THE REQUEST: Extract every line of the material below that contains the word "cane", and copy those lines unchanged.

INPUT RECORDS:

==============================

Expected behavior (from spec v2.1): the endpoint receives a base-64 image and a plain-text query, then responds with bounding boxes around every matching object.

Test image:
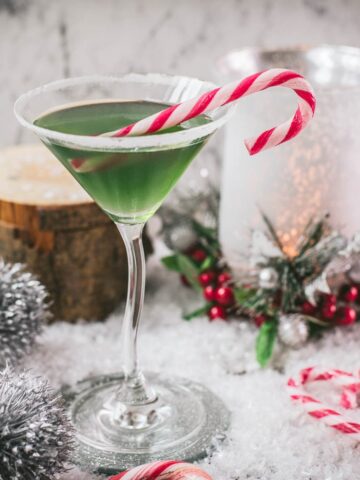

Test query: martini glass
[15,74,234,473]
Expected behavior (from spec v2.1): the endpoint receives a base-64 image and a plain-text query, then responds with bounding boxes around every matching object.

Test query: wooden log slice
[0,145,151,321]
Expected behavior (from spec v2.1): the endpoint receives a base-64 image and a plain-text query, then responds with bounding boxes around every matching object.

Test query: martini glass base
[63,373,230,474]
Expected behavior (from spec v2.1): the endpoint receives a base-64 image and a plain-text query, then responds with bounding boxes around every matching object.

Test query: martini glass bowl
[15,74,234,473]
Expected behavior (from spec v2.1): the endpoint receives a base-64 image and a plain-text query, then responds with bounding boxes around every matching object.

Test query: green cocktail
[15,74,231,473]
[34,101,210,223]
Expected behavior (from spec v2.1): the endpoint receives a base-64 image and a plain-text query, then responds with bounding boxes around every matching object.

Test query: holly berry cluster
[190,248,235,320]
[162,216,360,365]
[301,281,360,326]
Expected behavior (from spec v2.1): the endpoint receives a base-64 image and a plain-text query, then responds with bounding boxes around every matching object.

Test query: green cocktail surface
[34,101,210,223]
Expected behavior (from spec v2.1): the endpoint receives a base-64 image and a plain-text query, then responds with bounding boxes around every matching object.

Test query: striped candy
[109,460,212,480]
[288,367,360,441]
[105,68,316,155]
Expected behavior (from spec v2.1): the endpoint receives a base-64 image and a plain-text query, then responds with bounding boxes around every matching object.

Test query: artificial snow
[26,249,360,480]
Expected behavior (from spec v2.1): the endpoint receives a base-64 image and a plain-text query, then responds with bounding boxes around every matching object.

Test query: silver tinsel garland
[0,260,49,366]
[0,367,73,480]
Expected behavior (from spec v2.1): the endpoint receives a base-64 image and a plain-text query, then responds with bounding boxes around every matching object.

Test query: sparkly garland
[161,197,360,366]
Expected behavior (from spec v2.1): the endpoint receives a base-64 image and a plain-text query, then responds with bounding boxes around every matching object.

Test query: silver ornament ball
[349,262,360,283]
[259,267,279,289]
[278,313,309,349]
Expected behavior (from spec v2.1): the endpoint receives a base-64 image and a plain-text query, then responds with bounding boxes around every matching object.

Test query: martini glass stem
[116,223,156,414]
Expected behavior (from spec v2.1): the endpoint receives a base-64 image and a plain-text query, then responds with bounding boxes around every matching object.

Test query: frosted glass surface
[220,47,360,274]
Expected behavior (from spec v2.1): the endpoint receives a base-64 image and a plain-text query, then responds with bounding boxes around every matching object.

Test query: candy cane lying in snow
[105,68,316,155]
[288,367,360,441]
[109,460,212,480]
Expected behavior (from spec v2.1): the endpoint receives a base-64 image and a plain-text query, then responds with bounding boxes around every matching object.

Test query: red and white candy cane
[105,68,316,155]
[109,460,212,480]
[288,367,360,441]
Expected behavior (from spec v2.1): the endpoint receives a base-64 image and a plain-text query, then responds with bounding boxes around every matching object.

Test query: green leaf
[183,304,210,320]
[177,254,202,292]
[256,320,277,367]
[200,255,215,272]
[161,255,181,273]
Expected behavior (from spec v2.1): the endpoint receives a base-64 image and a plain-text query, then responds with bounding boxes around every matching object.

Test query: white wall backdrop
[0,0,360,146]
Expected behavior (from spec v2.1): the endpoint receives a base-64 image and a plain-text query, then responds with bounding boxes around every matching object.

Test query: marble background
[0,0,360,146]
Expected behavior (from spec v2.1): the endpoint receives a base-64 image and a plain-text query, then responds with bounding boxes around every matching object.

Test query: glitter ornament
[259,267,279,289]
[164,219,197,252]
[278,313,309,349]
[0,367,73,480]
[0,260,49,365]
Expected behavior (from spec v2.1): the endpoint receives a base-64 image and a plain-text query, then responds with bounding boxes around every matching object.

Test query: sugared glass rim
[14,73,235,151]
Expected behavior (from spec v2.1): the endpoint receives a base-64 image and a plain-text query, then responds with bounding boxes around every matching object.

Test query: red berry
[254,313,266,328]
[321,293,337,305]
[340,285,359,303]
[321,303,336,320]
[191,248,207,263]
[198,270,215,287]
[180,275,191,287]
[215,287,234,306]
[208,305,226,320]
[217,272,231,285]
[336,306,357,326]
[301,301,316,315]
[203,285,215,302]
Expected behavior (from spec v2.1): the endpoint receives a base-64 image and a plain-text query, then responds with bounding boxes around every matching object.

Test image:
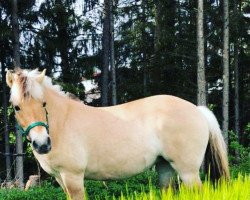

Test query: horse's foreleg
[60,172,84,200]
[55,177,67,193]
[156,158,174,189]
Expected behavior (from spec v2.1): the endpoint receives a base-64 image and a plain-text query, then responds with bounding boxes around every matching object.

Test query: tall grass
[112,175,250,200]
[0,175,250,200]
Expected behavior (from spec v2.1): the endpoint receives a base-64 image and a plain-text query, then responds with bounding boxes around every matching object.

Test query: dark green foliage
[229,123,250,177]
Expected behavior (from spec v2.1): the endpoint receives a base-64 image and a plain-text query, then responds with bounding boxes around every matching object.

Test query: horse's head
[6,69,51,154]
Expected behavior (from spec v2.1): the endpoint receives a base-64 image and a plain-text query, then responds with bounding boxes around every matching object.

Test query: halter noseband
[16,106,49,136]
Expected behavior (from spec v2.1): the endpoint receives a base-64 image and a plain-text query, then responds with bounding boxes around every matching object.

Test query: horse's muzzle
[32,137,51,154]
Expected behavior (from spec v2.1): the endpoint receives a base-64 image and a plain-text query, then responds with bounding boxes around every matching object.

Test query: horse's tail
[198,106,230,181]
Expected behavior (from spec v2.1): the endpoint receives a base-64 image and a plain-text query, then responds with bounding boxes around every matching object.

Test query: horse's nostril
[32,141,38,149]
[47,137,51,146]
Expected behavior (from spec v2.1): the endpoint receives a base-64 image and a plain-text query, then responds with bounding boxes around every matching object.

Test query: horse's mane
[10,69,75,104]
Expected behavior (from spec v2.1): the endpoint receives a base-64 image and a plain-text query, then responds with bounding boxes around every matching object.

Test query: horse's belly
[85,138,159,180]
[85,153,157,180]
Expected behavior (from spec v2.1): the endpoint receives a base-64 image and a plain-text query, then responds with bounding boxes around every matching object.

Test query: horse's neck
[45,88,69,129]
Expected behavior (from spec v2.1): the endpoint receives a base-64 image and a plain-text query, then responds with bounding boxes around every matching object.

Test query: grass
[0,174,250,200]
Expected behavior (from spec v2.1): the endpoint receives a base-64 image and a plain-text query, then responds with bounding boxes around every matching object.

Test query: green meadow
[0,172,250,200]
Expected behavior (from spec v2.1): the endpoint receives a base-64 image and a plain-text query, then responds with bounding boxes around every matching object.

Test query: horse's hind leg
[60,172,84,200]
[156,158,175,188]
[171,161,202,187]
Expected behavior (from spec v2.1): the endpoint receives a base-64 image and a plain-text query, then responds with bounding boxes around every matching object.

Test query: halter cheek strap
[17,122,49,136]
[16,104,49,136]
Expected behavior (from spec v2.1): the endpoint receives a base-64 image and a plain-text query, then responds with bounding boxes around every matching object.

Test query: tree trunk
[197,0,207,105]
[222,0,229,147]
[1,58,12,182]
[141,0,148,97]
[101,0,110,106]
[234,0,240,159]
[12,0,24,188]
[109,0,117,105]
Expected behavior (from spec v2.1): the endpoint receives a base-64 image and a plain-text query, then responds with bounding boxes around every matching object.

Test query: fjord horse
[6,69,229,200]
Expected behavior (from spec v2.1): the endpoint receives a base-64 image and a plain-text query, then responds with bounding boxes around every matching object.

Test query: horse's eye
[14,106,20,111]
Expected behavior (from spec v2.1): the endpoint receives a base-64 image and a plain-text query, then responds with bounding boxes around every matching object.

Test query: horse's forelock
[10,70,43,104]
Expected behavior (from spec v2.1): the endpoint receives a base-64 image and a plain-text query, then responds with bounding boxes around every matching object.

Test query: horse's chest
[34,152,55,174]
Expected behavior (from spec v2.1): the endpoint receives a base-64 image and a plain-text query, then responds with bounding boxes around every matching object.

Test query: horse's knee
[156,159,174,188]
[180,172,202,187]
[61,173,84,200]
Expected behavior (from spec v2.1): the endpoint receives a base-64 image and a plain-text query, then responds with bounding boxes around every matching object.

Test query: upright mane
[10,69,67,105]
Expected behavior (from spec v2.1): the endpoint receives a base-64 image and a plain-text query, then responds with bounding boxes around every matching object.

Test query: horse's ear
[36,69,46,83]
[6,70,14,88]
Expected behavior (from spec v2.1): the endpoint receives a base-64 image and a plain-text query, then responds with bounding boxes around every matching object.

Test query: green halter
[16,107,49,136]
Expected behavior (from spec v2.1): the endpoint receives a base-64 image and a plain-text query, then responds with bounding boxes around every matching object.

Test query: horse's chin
[35,148,51,154]
[33,145,51,154]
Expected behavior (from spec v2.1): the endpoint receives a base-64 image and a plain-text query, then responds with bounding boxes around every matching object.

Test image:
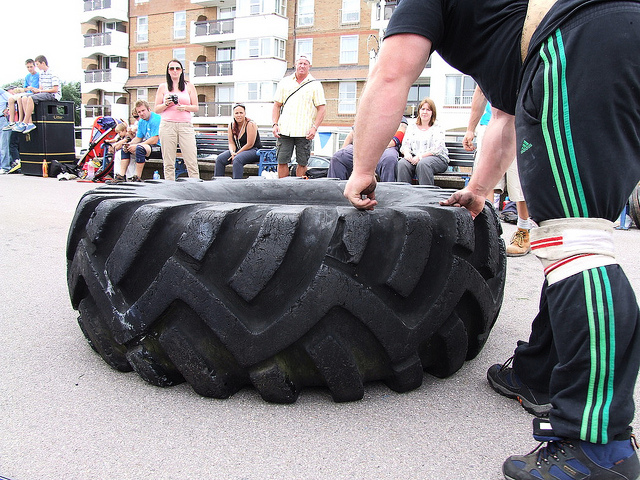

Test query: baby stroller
[77,116,121,182]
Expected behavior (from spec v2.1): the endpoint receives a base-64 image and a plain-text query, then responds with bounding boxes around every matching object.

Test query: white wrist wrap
[531,218,617,285]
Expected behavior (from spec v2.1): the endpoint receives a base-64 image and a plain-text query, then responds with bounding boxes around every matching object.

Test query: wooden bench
[142,128,475,189]
[142,129,276,180]
[434,142,476,189]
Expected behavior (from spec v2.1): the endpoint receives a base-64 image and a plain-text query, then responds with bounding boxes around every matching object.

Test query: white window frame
[236,82,277,102]
[340,35,360,64]
[275,0,287,17]
[236,37,286,60]
[249,0,264,15]
[218,7,236,20]
[340,0,360,24]
[444,74,476,106]
[173,10,187,39]
[171,48,187,64]
[338,82,358,115]
[136,52,149,75]
[136,15,149,43]
[296,0,315,27]
[296,38,313,65]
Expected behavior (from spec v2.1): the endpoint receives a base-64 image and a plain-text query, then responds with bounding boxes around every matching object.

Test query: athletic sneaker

==============================

EXERCISE ANSWER:
Test query: candy cane lying in snow
Test query: red and white candy cane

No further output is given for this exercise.